• Extract:
- - -
Development of fruit wine using batuan (garcinia binucao) fruit/
Realie G. Bartolome, Jacky D. Cua, Missy Sue I. Devero, Sebastian C. Nadonga, and Jeremiah G. San Pedro.--
- Manila: Technological University of the Philippines, 2022.
- xi, 99pages: 29cm.
Bachelor's thesis
College of Industrial Technology.--
Includes bibliographic references and index.
The study "Development of Batuan (Garcinia Binucao) as Fruit Wine, aims to provide innovation in the food and beverage industry and marketplace, attracting consumers to patronize local wines made from underutilized fruit. At the same time, it would help lessen food waste. The product was developed to prolong the shelf life of Batuan fruit, which contains numerous vitamins and antioxidants. Batuan extract was fermented, thereby increasing its health benefits in several ways. For example, moderate consumption of an alcoholic beverage can reduce the risk of heart disease and ischemic stroke. Test results revealed that the product contains 11.67 percent ethanol after 3 months of fermentation. Microbial tests showed that yeasts and molds obtained 1x10 CFU/g and E. coli with <1.1 MPN/g which both indicate safe levels for human consumption. Furthermore, the product was evaluated by 50 consumer-type panelists aged 21 and above, with no alcohol allergy, using descriptive evaluation. The product sensory evaluation revealed that the Batuan fruit wine’s descriptive characteristics and quality in terms of visual phase, aroma, and taste have obtained a mean rating of 3.59 and 3.90 respectively, interpreted as “Moderate Intensity” and "Acceptable”. Overall, the general product’s acceptability is “Acceptable”.
- - -
• Information given:
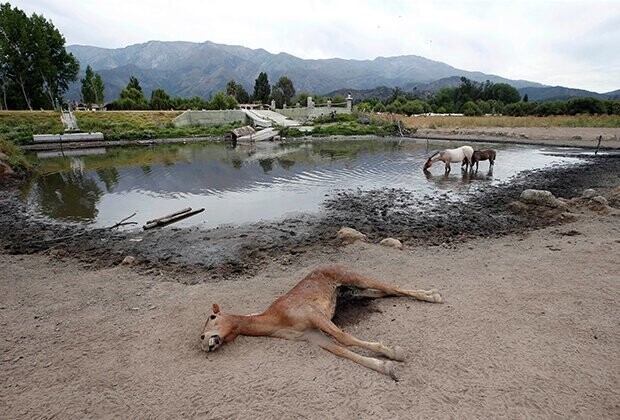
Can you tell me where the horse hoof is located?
[426,289,443,303]
[390,346,405,362]
[385,361,398,382]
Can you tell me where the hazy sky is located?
[7,0,620,93]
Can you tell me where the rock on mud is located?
[336,227,368,244]
[379,238,403,249]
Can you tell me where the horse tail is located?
[429,152,441,159]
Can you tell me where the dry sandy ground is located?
[415,127,620,149]
[0,210,620,419]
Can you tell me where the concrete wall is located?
[174,109,246,127]
[276,106,351,121]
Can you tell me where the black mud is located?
[0,154,620,280]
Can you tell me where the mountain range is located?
[67,41,620,101]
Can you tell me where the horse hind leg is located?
[306,330,398,381]
[311,314,405,362]
[329,267,443,303]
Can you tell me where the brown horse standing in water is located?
[462,149,497,172]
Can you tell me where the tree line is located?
[356,77,620,116]
[0,3,620,116]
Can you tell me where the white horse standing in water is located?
[424,146,474,174]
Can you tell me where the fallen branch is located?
[145,207,192,225]
[142,207,205,230]
[107,212,138,229]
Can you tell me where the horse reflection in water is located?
[461,149,497,172]
[424,168,493,191]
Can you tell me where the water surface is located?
[22,138,578,228]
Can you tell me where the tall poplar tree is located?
[0,3,79,109]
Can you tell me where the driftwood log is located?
[142,207,205,229]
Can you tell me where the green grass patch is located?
[0,138,32,172]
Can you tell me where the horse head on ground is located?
[200,266,443,380]
[462,149,497,172]
[423,146,474,173]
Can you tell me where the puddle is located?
[22,138,579,228]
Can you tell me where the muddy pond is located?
[22,138,579,229]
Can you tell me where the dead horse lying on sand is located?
[200,266,443,380]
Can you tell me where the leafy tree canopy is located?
[0,3,79,109]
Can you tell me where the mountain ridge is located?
[67,41,612,100]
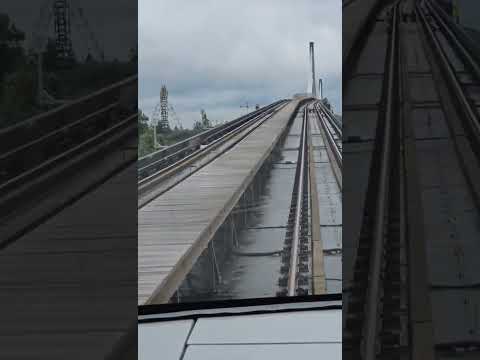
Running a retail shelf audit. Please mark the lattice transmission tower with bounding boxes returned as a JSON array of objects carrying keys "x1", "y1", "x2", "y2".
[{"x1": 53, "y1": 0, "x2": 74, "y2": 61}]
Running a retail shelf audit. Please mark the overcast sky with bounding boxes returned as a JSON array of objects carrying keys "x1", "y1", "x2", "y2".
[{"x1": 138, "y1": 0, "x2": 342, "y2": 127}]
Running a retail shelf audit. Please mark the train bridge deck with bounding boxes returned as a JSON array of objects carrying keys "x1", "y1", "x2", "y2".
[{"x1": 138, "y1": 100, "x2": 301, "y2": 305}]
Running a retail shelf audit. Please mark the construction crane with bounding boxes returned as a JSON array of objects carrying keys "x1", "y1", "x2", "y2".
[{"x1": 240, "y1": 101, "x2": 248, "y2": 113}]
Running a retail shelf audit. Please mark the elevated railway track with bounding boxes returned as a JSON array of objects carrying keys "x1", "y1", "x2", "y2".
[
  {"x1": 0, "y1": 76, "x2": 137, "y2": 247},
  {"x1": 343, "y1": 0, "x2": 480, "y2": 359},
  {"x1": 139, "y1": 99, "x2": 341, "y2": 304}
]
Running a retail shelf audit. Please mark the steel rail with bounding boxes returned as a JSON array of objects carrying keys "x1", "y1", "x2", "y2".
[
  {"x1": 363, "y1": 5, "x2": 398, "y2": 360},
  {"x1": 138, "y1": 102, "x2": 288, "y2": 208},
  {"x1": 287, "y1": 106, "x2": 307, "y2": 296},
  {"x1": 0, "y1": 76, "x2": 138, "y2": 153},
  {"x1": 315, "y1": 103, "x2": 342, "y2": 168},
  {"x1": 425, "y1": 0, "x2": 480, "y2": 79},
  {"x1": 138, "y1": 100, "x2": 286, "y2": 179},
  {"x1": 316, "y1": 101, "x2": 342, "y2": 138},
  {"x1": 416, "y1": 4, "x2": 480, "y2": 141}
]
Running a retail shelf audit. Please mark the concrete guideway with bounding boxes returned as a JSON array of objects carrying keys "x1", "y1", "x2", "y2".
[{"x1": 138, "y1": 99, "x2": 301, "y2": 304}]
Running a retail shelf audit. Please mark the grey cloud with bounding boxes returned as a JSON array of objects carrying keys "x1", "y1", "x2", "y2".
[{"x1": 138, "y1": 0, "x2": 342, "y2": 124}]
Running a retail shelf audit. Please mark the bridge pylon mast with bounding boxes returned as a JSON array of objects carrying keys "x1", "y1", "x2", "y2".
[{"x1": 310, "y1": 41, "x2": 317, "y2": 97}]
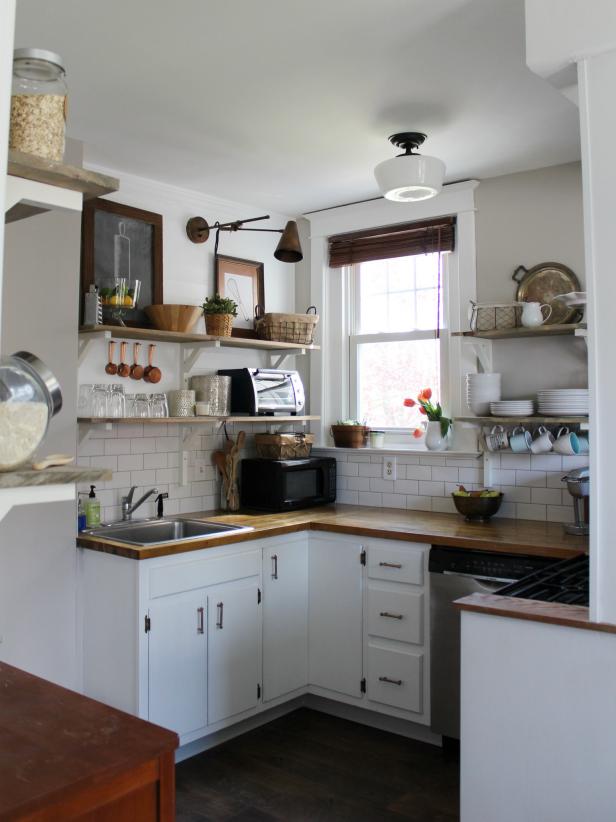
- - -
• Exercise details:
According to the batuan fruit wine thesis, what percentage of ethanol did the product contain after 3 months of fermentation?

• Response:
11.67 percent